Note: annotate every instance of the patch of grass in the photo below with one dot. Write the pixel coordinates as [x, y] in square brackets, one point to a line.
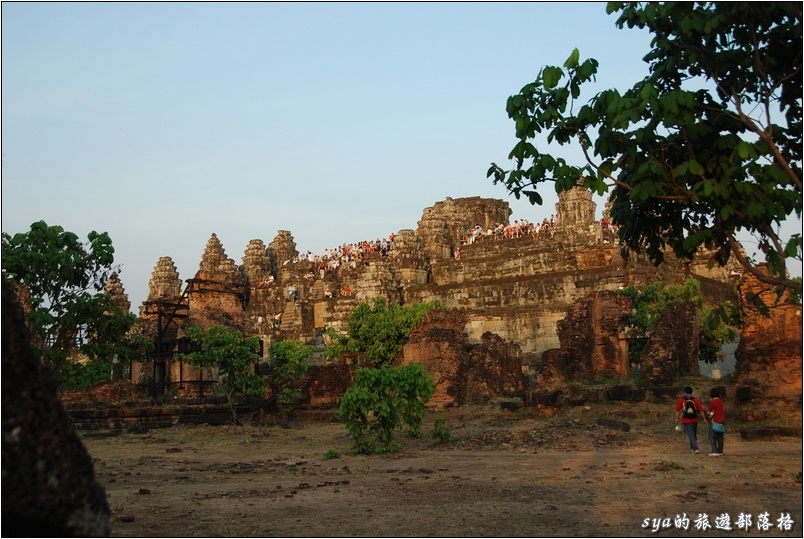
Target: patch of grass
[441, 431]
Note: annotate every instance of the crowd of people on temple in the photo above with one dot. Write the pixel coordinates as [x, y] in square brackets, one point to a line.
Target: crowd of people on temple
[524, 228]
[354, 254]
[346, 255]
[518, 229]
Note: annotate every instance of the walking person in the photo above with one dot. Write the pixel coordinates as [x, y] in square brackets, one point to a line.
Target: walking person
[717, 423]
[689, 411]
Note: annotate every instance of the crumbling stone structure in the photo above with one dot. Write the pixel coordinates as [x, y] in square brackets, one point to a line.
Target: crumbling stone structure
[49, 486]
[464, 373]
[519, 290]
[769, 353]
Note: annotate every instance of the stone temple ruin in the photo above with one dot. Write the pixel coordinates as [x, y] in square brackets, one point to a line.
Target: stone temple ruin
[525, 312]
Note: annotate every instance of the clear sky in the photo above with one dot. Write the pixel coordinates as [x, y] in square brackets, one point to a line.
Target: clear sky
[162, 123]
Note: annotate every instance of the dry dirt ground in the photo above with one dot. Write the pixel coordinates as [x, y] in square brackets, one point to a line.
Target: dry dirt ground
[503, 474]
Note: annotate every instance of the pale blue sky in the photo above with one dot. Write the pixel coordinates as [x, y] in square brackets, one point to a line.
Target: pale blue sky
[162, 123]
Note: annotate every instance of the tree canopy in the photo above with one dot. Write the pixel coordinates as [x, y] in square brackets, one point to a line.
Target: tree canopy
[707, 145]
[61, 281]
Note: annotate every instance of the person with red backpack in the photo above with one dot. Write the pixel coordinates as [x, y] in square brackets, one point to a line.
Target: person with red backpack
[689, 411]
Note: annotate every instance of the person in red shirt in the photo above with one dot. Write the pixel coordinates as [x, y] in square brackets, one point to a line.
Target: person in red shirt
[717, 423]
[688, 411]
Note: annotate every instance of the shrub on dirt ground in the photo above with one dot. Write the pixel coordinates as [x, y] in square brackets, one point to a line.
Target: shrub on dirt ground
[233, 356]
[382, 400]
[288, 359]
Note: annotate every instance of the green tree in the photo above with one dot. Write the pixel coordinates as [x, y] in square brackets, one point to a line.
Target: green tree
[718, 323]
[382, 400]
[380, 331]
[707, 145]
[233, 356]
[62, 280]
[288, 359]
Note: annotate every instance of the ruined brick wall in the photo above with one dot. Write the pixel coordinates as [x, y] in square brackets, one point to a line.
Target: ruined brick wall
[672, 349]
[325, 385]
[519, 289]
[464, 373]
[49, 486]
[590, 341]
[768, 356]
[439, 345]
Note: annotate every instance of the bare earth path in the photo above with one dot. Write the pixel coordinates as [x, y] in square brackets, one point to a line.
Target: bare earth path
[503, 474]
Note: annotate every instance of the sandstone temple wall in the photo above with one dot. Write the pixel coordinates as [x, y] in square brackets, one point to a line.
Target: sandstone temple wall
[519, 289]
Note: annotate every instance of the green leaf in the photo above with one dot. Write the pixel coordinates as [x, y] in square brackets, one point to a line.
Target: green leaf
[695, 167]
[550, 77]
[572, 61]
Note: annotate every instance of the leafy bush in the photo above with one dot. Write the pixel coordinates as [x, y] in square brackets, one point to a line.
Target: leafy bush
[380, 331]
[382, 400]
[233, 356]
[288, 359]
[441, 431]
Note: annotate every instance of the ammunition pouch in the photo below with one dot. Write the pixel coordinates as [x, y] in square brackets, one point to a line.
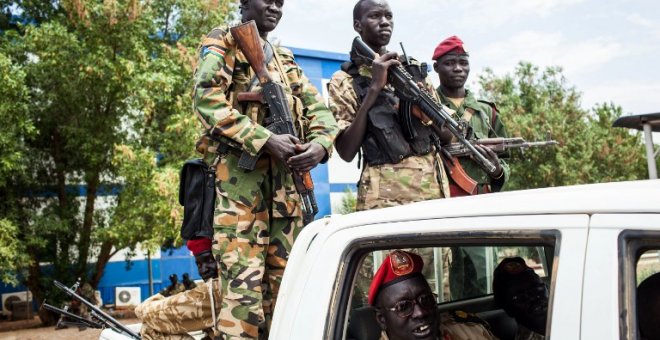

■ Aim: Update the records starting at the line that contains "Note: annotate every instance of the person with" and ending at the end of the records, changing "sandstone" to "limestone" and leaving everything else as it is. Give back only those lines, without the pictures.

■ Task result:
Note: annotate every instance of the person with red backpack in the photo above with one dot. Write the pixel coordinates as [x, y] in square brackets, one point to a line.
Target: person with red backpack
[689, 411]
Note: annotate every instance of the person in red shirt in the photo above with one dot. Write the pixel coordinates as [x, y] in square brackets, one point to a line.
Target: person in red shirt
[717, 423]
[688, 411]
Note: annotate every instance of the shrub on dirt ground in the photo above with one dot. Write the pixel coordinates as [x, y] in square brackets, one point to a line.
Target: shrub on dirt ground
[233, 356]
[382, 400]
[288, 359]
Note: annotate every instance of the green tree in the photo above with one dot. Write the pixel coordinates as [x, y] in square brackets, one point to a line.
Target: green tree
[718, 323]
[382, 400]
[380, 331]
[707, 145]
[233, 356]
[62, 280]
[288, 359]
Note: annotate every instance of the ruined brick wall in the photo above with one dot. Write the pixel coordinates as [x, y] in square brackets, one point to a line.
Target: ruined brick wall
[672, 349]
[325, 385]
[519, 289]
[464, 373]
[49, 486]
[590, 341]
[768, 356]
[439, 345]
Note: annotate every instance of the bare earth path in the photo above with one dot. Write the pixel coordinates as [x, y] in square brackets, one point to a line.
Target: bare earth path
[503, 474]
Note: annotate every instance of the limestone temple wall in the photo above with one dot. Write the pixel coordinates as [x, y] in square brackets, one point to a line.
Target: limestone temple wall
[519, 289]
Note: annotate every instance of the green leaf in the photo above with one dot. Write the pixel coordinates as [x, y] in square brackets, one point to a line.
Target: green leaf
[695, 167]
[550, 77]
[572, 61]
Note: annotate every instance of the leafy bush in the photo above with one dot. Write the pixel coordinates as [x, y] in square brackets, one point to a line.
Target: leafy bush
[380, 331]
[382, 400]
[233, 356]
[288, 359]
[441, 431]
Note: annotate every instance of the ammunition pouch in the photo below with one dot. Write the pixel coordinates as [x, y] in square brackets, one point to a line.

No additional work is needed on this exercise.